Wednesday, March 17, 2010

Hmmm...

I hesitate to go so far as to say we wouldn't have "won" the war... but we wouldn't have accomplished it in the manner and within the time frame that we did, I'm sure of that.

Without the TVA, Oak Ridge does nothing. In fact, I'd go so far as to say we don't have the bomb without the TVA, because Oak Ridge was sucking more electricity that all of New York City each and every day (1/5 of ALL electrical output in the country was being used by Oak Ridge to refine uranium). The University of Chicago's "Met Lab", where Fermi produced the first self-sustained chain reaction, was built with WPA funding in 1935-36.

By 1944, Wichita, KS was out-producing all of Germany in the field of aircraft manufacturing, due in large part to railroad infrastructure improvements made in the 30s. The same can be said of the "Arsenal of Democracy" that Detroit, MI had become. Railroads, freeways, and canals had allowed the influx of materials and the distribution of military hardware to flow out of the city at a rate never imagined prior to 1940. Textile centers like Scranton, PA were producing 10 million uniforms a month by 1943, and eastern PA and nearly all of West Virginia were pumping coal and oil out of the ground at rates previously unimagined... again, thanks in large part to the infrastructure that the New Deal had laid down.

Input data:

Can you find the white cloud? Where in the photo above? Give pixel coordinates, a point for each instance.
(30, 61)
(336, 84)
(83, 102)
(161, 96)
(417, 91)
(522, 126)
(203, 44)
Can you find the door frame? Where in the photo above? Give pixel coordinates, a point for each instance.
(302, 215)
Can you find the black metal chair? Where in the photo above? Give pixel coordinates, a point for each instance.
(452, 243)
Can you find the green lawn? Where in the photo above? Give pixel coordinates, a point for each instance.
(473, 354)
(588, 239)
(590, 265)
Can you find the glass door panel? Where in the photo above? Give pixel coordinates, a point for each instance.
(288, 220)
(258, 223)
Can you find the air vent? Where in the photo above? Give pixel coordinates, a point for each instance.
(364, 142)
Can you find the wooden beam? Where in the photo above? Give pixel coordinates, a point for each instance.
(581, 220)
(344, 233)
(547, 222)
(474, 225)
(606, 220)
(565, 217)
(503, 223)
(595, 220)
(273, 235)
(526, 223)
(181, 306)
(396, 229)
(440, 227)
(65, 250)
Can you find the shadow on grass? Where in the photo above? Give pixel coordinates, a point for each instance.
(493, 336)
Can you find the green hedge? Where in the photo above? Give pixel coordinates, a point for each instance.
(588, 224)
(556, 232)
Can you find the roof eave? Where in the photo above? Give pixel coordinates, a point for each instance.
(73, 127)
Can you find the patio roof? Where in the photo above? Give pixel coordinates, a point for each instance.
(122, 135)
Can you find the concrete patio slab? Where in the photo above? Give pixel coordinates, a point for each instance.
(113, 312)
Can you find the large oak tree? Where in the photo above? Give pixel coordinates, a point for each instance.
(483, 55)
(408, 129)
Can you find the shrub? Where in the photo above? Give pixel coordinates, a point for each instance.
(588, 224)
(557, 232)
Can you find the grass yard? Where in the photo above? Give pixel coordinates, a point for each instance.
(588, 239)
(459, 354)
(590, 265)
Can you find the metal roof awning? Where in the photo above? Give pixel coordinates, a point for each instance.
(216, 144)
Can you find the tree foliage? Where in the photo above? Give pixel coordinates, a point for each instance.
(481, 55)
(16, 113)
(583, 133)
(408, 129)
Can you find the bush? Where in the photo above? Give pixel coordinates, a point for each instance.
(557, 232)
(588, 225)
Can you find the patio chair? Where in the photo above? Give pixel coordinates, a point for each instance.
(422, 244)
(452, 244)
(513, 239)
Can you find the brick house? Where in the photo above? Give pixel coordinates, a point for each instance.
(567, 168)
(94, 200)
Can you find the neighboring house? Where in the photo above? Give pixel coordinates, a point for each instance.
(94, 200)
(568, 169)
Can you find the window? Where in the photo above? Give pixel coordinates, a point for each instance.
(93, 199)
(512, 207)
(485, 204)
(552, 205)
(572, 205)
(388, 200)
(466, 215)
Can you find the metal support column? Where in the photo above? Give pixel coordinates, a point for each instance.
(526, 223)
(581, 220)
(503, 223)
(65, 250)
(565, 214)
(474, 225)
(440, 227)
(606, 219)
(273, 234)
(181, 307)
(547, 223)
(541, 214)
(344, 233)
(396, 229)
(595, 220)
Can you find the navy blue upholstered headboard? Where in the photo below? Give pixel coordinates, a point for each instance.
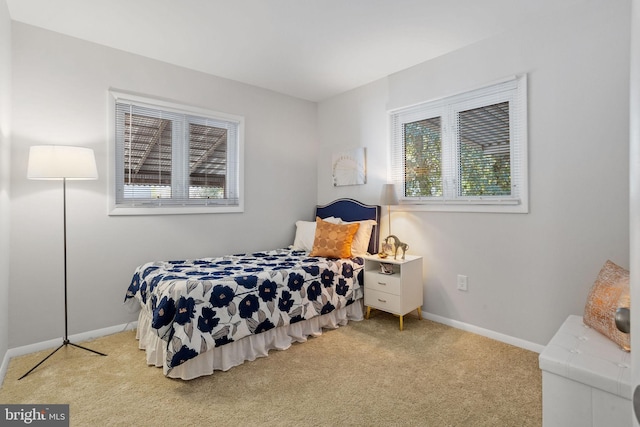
(352, 210)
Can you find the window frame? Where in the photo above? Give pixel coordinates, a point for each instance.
(193, 206)
(512, 89)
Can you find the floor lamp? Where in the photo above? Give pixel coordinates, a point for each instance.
(389, 198)
(58, 162)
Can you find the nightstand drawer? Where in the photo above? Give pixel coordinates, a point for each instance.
(382, 300)
(389, 283)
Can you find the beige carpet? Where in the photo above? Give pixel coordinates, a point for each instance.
(367, 373)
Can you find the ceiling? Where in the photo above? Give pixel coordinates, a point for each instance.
(310, 49)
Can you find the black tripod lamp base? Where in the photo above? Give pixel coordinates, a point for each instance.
(65, 343)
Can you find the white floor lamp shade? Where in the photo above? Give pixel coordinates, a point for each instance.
(62, 162)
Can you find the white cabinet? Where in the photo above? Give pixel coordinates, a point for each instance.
(399, 292)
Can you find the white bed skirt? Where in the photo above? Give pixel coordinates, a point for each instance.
(247, 349)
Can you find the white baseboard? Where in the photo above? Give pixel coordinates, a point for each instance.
(51, 344)
(527, 345)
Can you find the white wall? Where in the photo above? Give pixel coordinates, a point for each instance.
(5, 145)
(634, 202)
(526, 272)
(60, 97)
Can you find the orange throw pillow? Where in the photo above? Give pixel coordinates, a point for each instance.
(333, 240)
(610, 291)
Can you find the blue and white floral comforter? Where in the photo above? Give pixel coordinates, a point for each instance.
(196, 305)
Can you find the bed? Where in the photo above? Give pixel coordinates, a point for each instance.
(198, 316)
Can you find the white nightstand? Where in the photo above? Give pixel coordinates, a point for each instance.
(397, 293)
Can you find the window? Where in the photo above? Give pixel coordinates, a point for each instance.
(170, 158)
(465, 152)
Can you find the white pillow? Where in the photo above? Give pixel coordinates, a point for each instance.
(306, 233)
(360, 244)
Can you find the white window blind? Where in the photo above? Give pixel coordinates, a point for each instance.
(168, 156)
(467, 150)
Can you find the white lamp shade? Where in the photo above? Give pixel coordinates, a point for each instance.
(61, 161)
(388, 196)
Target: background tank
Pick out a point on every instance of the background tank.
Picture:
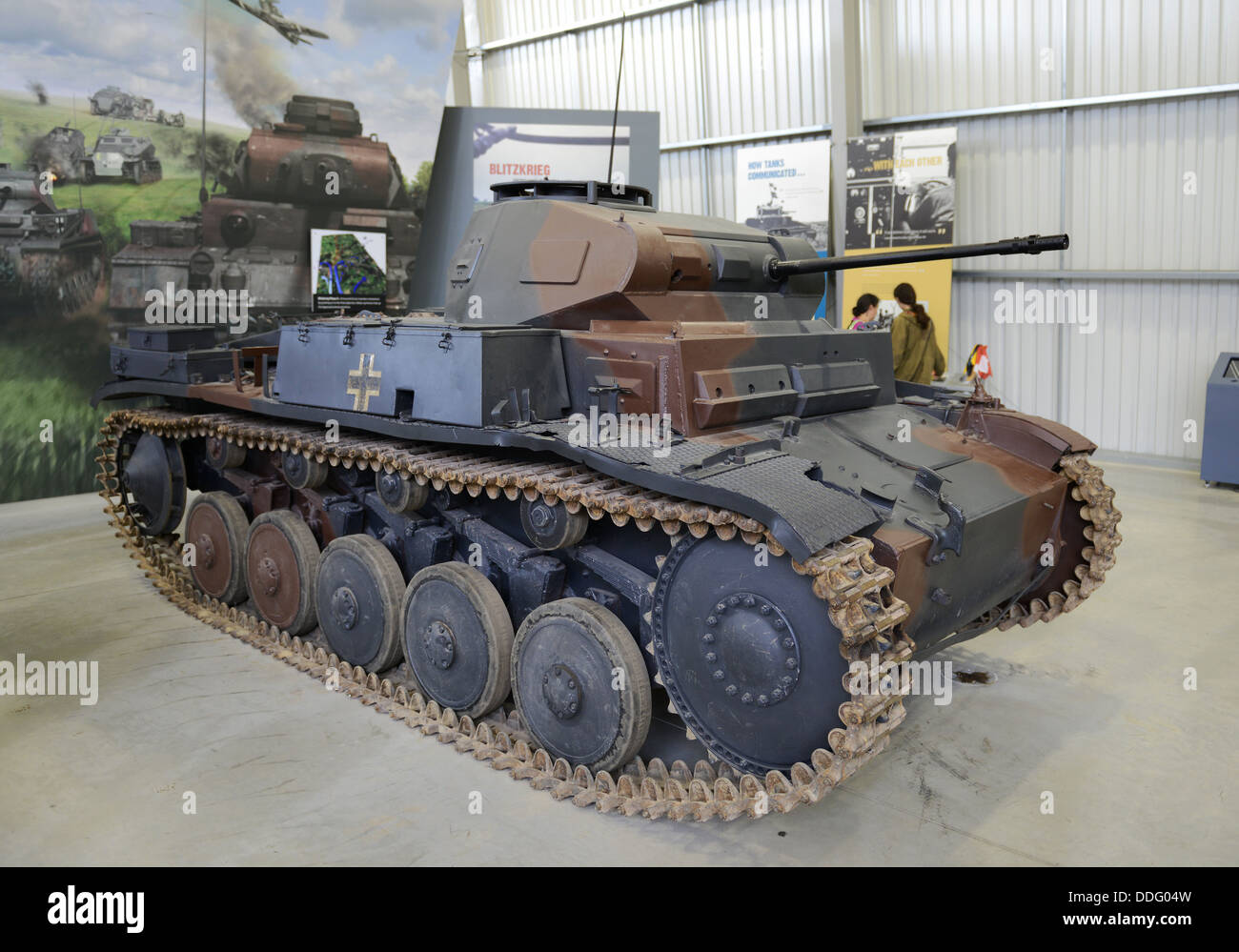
(62, 152)
(114, 102)
(314, 170)
(119, 155)
(51, 259)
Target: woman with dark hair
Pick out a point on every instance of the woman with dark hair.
(865, 309)
(917, 355)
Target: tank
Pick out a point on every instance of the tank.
(51, 259)
(118, 104)
(620, 518)
(314, 170)
(119, 155)
(62, 152)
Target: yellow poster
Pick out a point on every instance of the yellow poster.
(930, 279)
(901, 194)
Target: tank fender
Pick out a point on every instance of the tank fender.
(1029, 437)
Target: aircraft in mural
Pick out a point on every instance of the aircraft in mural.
(269, 12)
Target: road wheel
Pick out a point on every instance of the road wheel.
(281, 568)
(580, 683)
(217, 530)
(457, 638)
(358, 601)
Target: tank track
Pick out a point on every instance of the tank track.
(1099, 556)
(854, 586)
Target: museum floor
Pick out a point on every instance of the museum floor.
(1090, 708)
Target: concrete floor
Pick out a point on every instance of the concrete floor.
(1090, 708)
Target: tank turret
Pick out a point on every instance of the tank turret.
(561, 254)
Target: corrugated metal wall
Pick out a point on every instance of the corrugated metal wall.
(1113, 175)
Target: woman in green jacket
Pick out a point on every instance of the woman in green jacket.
(917, 357)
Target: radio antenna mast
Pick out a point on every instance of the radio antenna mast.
(615, 115)
(202, 145)
(83, 145)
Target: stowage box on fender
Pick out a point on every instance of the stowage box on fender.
(424, 370)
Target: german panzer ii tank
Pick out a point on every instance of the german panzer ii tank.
(120, 155)
(314, 170)
(619, 474)
(51, 259)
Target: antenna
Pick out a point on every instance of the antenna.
(615, 115)
(202, 144)
(83, 147)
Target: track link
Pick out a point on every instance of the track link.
(1099, 556)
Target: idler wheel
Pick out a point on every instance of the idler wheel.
(152, 481)
(301, 473)
(223, 456)
(217, 528)
(457, 638)
(580, 683)
(553, 527)
(400, 494)
(747, 654)
(281, 568)
(357, 600)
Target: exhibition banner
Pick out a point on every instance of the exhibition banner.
(901, 193)
(574, 152)
(784, 190)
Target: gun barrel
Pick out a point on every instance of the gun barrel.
(1031, 244)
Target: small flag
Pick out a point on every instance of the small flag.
(979, 362)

Tasks and exercises:
a: Answer these questions about the post on the New Deal and the war:
(i) What share of all the electrical output in the country was Oak Ridge using?
(ii) Which city was out-producing all of Germany in aircraft manufacturing by 1944?
(iii) How many uniforms a month were textile centers like Scranton, PA producing by 1943?
b: Carry on the post on the New Deal and the war, starting after its last sentence.

Answers:
a:
(i) One fifth (1/5)
(ii) Wichita, KS
(iii) 10 million

b:
Farm improvements that had begun under the AAA and other agricultural programs of the New Deal allowed American (and Canadian) farmers to meet and exceed all production demands made by the US military, and still provide a substantial segment of the civilian needs (supplemented with "Victory Gardens" and the like, of course). More importantly, the agricultural sector continued to produce such a volume of produce that it managed to almost single-handedly feed 85% of European needs AFTER the war was over.

The expansion of the electrical grid from less than 44% of the country to more than 75% of the country by 1939 must surely be seen as one of the greatest improvements to the infrastructure. Not because of the convenience of electric power to a home, but because of the increased productivity that comes with that advancement at every level of society. Farmers, factory workers, common laborers, everyone could spend less time working to live and more time being productive in an effort to win the war from the home front. Food canning operations, recycling centers, distribution hubs, small-scale manufacturing of items like ammunition, explosives, clothing, armour, machine parts, equipment and material production, and the exploitation of raw materials needed at every single level of our society could be found in every corner of the nation by war's end, thanks to the advancement of the electrical power lines across the country.